§ **Goal of the exercise**
Search the material below for the word "shrub" and copy every line in which it occurs.

§ **Data extract**

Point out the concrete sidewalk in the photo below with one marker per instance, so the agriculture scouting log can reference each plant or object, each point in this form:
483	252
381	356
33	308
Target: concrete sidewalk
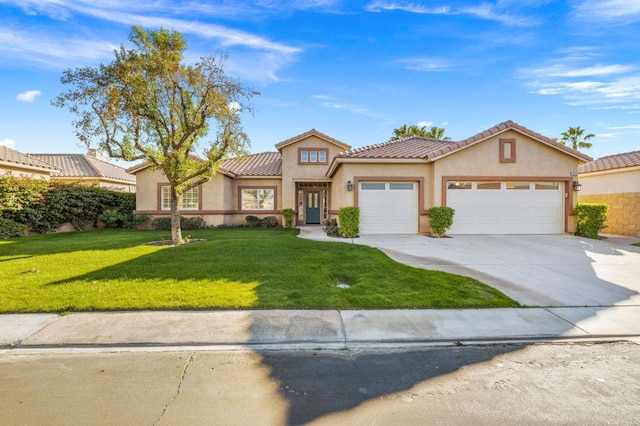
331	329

* * *

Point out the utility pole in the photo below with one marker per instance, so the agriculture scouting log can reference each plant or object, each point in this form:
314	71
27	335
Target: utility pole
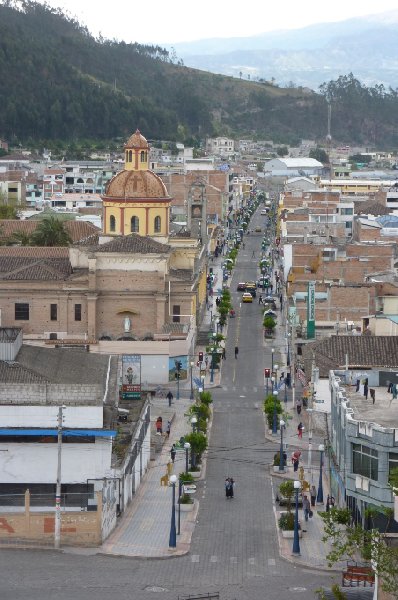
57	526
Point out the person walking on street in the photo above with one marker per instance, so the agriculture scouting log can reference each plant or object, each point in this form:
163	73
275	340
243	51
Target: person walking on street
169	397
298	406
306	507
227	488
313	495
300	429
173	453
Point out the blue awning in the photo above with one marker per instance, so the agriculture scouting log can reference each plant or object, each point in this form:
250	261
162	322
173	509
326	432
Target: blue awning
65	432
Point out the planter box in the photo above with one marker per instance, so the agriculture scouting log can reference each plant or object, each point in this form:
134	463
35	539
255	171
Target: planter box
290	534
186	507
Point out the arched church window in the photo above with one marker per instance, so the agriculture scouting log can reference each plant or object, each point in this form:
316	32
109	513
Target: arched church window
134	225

--

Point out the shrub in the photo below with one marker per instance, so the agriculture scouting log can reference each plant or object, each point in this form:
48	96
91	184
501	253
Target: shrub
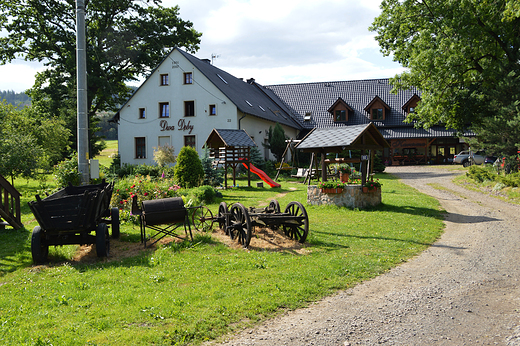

§ **Answer space**
Point out the shrub in the photo below with one marker per instance, so the agriculture scouting log can reference each plant or object, each point in this form:
Target: shrub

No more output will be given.